*What you should do*.
With the pictures left out, retype exactly the lines below starting at the line that contains "locate woman's arm, a point per instance." and ending at the line that contains "locate wispy cloud, a point per instance.".

++++++++

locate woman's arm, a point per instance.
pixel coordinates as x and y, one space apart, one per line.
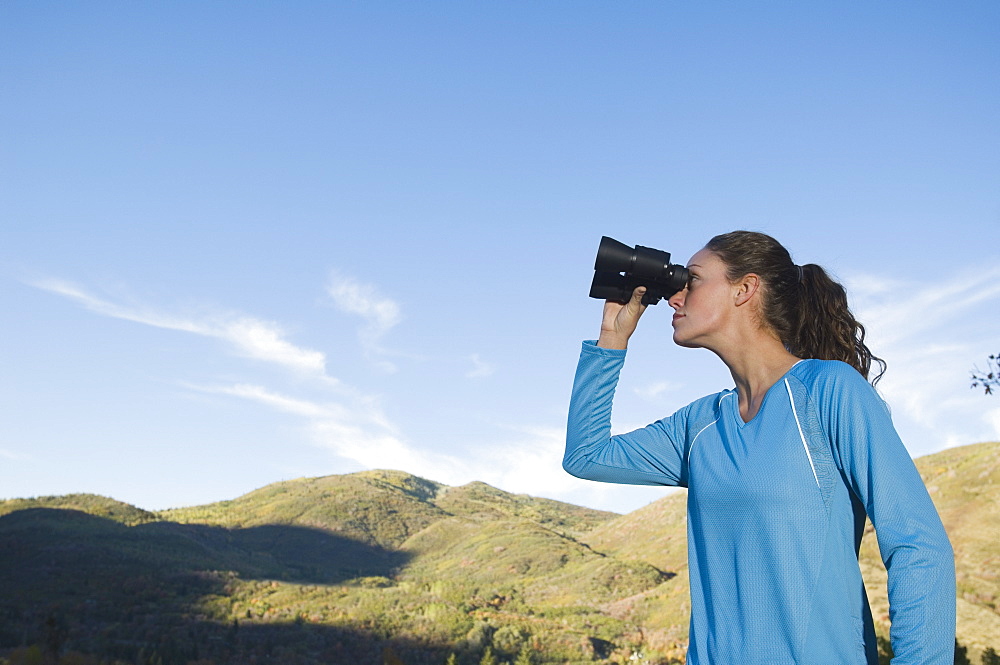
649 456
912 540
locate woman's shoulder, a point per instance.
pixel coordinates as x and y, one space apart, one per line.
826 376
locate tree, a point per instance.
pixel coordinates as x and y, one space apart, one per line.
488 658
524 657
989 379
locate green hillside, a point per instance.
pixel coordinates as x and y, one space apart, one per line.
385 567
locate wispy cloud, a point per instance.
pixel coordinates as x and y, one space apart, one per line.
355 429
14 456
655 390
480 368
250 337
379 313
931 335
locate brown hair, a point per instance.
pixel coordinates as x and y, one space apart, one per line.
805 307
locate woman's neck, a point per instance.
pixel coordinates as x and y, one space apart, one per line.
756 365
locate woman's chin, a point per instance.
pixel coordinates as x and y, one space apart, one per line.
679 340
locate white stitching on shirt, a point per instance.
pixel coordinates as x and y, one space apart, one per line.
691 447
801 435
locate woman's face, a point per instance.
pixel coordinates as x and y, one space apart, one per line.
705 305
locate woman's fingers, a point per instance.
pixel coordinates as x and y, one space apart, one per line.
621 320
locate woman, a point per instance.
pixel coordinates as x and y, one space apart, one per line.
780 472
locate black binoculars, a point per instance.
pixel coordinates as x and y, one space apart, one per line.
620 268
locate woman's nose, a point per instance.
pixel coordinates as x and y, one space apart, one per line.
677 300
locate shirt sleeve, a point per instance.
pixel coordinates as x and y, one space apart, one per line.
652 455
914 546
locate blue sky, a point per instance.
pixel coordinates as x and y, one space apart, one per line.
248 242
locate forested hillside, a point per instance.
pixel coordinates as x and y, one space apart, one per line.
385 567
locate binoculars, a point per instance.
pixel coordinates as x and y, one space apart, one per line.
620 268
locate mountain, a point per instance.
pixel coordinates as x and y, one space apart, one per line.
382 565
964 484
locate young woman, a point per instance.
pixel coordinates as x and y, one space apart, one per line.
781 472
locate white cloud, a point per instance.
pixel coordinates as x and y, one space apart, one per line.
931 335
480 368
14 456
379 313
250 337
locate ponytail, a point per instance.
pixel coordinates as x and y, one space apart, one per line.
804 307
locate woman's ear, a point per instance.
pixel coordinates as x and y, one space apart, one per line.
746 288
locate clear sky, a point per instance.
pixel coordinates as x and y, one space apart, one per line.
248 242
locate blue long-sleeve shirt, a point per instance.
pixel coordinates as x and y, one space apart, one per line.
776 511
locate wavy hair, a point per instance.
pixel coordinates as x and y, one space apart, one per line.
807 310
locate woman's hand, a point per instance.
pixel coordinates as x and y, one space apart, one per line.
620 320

++++++++

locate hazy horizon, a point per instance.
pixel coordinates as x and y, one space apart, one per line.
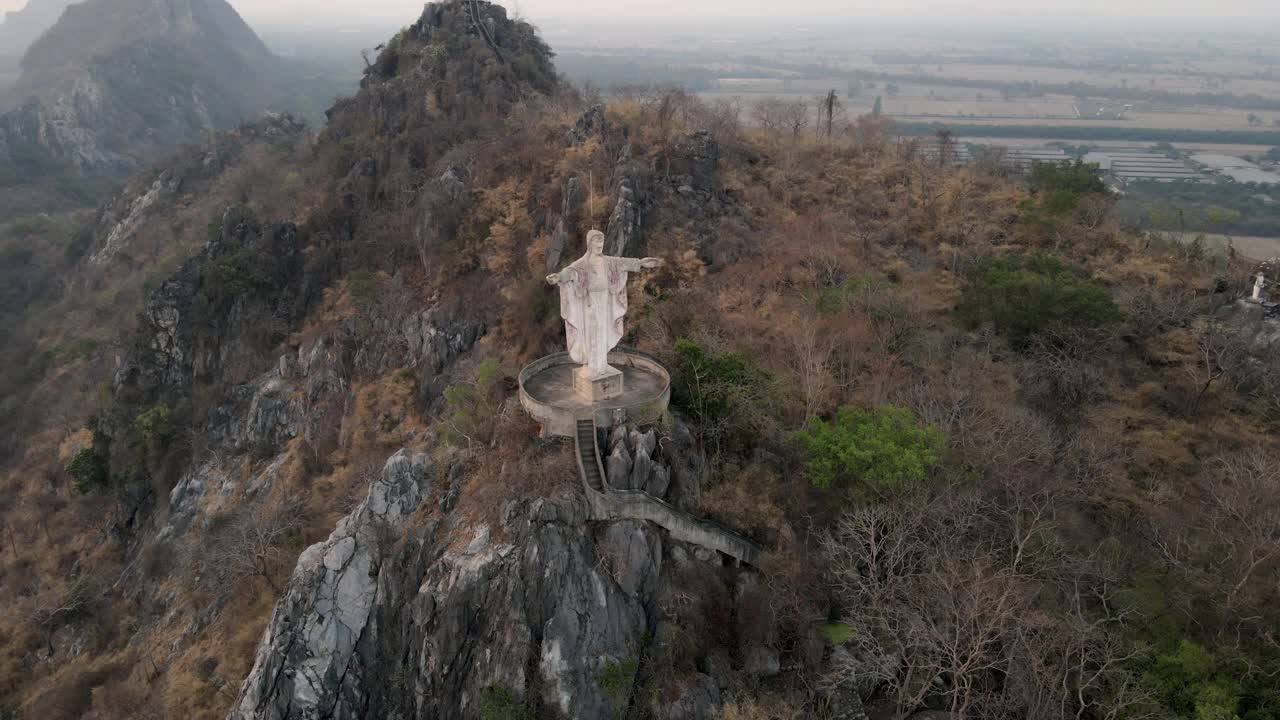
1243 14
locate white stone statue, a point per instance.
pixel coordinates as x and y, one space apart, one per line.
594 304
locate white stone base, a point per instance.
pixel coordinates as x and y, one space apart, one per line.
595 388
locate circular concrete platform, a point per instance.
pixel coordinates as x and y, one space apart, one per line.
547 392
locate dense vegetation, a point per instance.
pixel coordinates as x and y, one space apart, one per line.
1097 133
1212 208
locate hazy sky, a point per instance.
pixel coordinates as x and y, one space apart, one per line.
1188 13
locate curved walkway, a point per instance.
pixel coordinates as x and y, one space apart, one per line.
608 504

++++++++

*Exercise result*.
locate woman's arm, a point per instance.
pixel coordinates as x and y, one space apart, one per line.
649 456
912 540
locate woman's shoulder, a point per instance.
pixel coordinates as x and y, one space apart, one per line.
826 376
locate tree, a point per instance.
pixel coordinates as x and y, one space apart, one per line.
488 658
524 657
989 379
locate green hillside, a point per instance.
pixel coordinates as x and y, one space apart, one per line.
385 567
locate wispy cloud, a point per instance.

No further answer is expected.